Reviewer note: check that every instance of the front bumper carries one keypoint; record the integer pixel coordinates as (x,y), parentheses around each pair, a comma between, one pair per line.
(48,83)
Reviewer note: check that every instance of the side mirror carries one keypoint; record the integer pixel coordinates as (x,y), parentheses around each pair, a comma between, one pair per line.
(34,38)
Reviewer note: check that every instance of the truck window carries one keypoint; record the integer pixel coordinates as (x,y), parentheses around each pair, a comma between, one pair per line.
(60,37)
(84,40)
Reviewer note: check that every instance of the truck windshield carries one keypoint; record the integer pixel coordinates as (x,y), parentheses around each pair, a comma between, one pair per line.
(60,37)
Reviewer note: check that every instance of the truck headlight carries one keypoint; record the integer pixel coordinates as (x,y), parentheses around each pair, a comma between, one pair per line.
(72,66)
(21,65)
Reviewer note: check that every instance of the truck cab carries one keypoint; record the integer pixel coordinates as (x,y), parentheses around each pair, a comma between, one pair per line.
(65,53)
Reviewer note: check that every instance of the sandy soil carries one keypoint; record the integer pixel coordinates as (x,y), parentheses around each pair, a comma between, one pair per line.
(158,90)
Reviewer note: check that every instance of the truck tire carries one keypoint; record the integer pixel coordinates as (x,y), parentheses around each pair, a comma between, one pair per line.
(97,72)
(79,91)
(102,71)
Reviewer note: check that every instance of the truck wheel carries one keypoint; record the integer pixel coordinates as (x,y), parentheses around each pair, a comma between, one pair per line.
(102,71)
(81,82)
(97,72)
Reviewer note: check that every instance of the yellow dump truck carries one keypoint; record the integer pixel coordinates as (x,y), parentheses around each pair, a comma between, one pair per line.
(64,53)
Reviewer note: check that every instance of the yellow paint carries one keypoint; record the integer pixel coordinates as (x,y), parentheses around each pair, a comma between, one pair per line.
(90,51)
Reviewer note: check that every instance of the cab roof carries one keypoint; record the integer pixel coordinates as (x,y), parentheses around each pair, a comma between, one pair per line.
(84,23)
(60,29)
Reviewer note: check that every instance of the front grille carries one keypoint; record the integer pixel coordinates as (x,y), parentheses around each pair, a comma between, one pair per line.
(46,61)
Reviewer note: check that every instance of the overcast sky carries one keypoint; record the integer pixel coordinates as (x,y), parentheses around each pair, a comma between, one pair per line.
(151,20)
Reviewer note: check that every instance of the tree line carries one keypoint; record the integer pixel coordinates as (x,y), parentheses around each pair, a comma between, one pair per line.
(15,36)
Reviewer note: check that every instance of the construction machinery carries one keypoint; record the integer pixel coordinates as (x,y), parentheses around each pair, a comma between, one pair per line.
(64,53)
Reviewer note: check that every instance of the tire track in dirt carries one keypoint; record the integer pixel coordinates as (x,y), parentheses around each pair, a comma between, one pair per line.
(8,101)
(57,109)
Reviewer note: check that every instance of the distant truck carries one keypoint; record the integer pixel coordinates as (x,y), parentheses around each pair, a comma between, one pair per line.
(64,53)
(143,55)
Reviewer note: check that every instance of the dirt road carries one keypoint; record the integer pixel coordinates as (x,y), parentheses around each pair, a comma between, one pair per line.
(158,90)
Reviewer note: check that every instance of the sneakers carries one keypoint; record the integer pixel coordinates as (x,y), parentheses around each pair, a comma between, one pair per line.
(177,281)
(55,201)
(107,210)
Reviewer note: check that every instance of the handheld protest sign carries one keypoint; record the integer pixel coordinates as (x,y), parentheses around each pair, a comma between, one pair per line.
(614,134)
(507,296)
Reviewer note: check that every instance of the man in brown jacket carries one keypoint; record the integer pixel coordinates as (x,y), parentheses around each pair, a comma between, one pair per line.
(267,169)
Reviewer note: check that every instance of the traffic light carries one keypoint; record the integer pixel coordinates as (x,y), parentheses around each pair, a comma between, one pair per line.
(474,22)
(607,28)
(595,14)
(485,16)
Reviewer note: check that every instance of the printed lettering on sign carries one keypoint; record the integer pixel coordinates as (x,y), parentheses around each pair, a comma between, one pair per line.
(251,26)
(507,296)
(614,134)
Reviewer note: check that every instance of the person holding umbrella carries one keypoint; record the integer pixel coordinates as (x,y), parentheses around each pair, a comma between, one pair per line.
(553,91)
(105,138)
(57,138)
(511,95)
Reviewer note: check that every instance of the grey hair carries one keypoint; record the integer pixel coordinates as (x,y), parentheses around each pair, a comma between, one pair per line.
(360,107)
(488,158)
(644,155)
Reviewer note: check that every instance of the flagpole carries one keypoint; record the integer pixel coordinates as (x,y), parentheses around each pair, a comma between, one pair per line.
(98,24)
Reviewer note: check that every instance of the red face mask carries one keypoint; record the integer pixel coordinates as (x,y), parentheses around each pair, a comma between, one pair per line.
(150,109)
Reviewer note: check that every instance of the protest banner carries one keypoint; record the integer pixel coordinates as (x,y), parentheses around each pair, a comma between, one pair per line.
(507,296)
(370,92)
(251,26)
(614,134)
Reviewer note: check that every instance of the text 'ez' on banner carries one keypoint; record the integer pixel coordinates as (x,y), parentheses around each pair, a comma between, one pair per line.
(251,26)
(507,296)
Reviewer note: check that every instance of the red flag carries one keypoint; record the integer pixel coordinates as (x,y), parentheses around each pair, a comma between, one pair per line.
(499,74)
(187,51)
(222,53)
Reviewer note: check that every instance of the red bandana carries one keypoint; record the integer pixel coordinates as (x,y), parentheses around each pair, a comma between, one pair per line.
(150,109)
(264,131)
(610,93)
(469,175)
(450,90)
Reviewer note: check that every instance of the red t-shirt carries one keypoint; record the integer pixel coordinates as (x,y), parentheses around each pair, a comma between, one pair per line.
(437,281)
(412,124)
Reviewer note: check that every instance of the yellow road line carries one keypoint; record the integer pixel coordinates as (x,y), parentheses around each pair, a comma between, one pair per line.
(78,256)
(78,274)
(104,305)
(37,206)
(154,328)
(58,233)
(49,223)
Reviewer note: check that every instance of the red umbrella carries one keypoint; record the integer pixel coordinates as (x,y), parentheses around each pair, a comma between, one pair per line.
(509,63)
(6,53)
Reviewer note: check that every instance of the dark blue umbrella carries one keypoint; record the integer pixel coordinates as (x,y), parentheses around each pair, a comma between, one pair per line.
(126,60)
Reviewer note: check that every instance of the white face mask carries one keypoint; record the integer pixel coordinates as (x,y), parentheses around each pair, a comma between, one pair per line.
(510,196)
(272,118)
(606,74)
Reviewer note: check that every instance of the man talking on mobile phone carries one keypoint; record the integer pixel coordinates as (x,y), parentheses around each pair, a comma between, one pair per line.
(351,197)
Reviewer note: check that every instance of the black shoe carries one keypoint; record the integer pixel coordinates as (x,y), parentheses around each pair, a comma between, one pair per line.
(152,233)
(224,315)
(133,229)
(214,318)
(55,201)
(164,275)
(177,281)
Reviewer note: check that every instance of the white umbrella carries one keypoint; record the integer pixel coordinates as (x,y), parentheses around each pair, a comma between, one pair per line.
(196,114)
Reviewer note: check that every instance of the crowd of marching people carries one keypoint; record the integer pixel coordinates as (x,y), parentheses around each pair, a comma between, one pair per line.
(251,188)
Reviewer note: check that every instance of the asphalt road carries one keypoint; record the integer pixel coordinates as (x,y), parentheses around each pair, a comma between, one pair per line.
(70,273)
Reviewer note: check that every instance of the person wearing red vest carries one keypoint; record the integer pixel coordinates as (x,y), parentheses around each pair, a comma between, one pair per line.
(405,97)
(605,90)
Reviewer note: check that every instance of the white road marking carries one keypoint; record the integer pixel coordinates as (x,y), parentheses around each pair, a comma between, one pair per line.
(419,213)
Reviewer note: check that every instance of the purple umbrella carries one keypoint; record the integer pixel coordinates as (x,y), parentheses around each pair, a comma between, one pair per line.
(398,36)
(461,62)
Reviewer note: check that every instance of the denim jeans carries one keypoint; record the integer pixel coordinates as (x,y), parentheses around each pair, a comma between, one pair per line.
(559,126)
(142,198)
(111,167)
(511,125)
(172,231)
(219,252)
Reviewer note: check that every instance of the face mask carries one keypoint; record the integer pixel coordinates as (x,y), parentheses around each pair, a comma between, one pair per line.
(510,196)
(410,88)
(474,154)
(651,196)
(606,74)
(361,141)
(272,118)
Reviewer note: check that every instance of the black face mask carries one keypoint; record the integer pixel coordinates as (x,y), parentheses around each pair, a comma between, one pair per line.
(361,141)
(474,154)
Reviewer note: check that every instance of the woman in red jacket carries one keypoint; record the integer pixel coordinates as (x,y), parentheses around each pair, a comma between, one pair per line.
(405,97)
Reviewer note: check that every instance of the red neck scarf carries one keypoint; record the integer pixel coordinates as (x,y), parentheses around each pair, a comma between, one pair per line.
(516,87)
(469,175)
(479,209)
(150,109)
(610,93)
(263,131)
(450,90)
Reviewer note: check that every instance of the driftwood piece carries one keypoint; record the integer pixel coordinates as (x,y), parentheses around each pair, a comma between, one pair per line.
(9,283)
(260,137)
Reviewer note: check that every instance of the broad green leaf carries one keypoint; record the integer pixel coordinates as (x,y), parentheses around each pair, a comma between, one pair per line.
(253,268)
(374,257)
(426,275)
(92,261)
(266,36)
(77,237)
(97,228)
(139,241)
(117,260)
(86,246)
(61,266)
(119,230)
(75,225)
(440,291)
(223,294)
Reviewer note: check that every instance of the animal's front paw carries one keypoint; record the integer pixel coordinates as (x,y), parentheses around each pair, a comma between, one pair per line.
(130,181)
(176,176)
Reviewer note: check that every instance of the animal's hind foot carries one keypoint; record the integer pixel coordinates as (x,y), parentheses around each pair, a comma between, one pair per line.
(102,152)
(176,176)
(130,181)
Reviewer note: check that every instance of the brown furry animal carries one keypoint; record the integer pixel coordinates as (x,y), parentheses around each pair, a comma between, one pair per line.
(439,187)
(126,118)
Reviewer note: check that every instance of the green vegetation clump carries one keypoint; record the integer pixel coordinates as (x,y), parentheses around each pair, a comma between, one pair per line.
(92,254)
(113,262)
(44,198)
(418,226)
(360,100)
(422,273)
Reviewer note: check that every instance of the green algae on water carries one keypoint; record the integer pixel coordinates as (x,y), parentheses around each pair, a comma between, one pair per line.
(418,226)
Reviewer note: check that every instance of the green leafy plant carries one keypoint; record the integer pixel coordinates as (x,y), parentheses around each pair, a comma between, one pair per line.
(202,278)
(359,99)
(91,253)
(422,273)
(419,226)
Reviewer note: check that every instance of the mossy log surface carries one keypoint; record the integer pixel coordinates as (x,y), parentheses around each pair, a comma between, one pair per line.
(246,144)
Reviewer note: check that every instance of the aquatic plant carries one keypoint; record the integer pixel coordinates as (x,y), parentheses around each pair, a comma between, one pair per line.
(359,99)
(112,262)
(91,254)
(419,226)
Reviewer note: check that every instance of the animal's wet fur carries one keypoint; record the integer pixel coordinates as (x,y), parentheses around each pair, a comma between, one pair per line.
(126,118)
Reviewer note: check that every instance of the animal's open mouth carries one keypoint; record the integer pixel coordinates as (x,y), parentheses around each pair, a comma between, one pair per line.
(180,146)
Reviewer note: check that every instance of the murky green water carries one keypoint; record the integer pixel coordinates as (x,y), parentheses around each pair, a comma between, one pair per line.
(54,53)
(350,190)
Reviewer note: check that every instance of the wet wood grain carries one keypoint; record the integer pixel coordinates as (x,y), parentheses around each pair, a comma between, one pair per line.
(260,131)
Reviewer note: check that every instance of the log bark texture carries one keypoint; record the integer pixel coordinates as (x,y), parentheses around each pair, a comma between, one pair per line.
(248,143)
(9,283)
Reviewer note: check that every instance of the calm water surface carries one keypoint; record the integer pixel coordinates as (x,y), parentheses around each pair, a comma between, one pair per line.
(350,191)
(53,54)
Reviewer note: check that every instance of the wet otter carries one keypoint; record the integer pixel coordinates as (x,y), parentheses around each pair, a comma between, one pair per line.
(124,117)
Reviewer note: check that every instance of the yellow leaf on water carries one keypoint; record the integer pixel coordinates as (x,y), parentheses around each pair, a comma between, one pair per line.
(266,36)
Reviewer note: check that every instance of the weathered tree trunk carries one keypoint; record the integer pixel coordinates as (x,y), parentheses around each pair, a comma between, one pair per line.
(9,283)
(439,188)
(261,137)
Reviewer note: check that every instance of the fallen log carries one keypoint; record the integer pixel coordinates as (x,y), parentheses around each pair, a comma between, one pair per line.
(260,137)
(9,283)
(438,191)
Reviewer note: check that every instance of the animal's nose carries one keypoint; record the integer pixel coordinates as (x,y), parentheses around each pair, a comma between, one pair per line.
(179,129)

============

Set task: Write the lines out verbatim, from the one with "Reviewer note: check that every instance of the calm" through the last line of the entries, and stop there.

Reply to the task:
Reviewer note: check that every instance of the calm water surface carries one keypoint; record the integer pixel coordinates as (x,y), parentheses around each pair, a comma between, one pair per line.
(350,191)
(53,54)
Reviewer note: check that every instance of the wet otter carries one keypoint; record the integer pixel coordinates as (x,y), parentheses around each pair, a comma between, one pair per line.
(124,117)
Reviewer note: check that every instance of the yellow leaf on water carries one keypoint; record the integer pixel coordinates as (x,y), parentheses around each pair, a comma between, one pair per line.
(266,36)
Reviewer note: check that every instance of the weathered tree trunk carries one keypoint; record the integer pixel coordinates as (x,y), parentheses around each pair, a comma between, one pair per line.
(9,283)
(439,188)
(261,137)
Reviewer note: check that every instance of the fallen log carries one keypoint; record the integer pixel coordinates as (x,y), parentheses around each pair, a comma between, one pair per line.
(260,137)
(9,283)
(438,191)
Reviewer note: check that every instance of the animal's nose carries one keypoint; record the integer pixel coordinates as (x,y), parentheses around each pair, a comma between, one pair per line.
(179,129)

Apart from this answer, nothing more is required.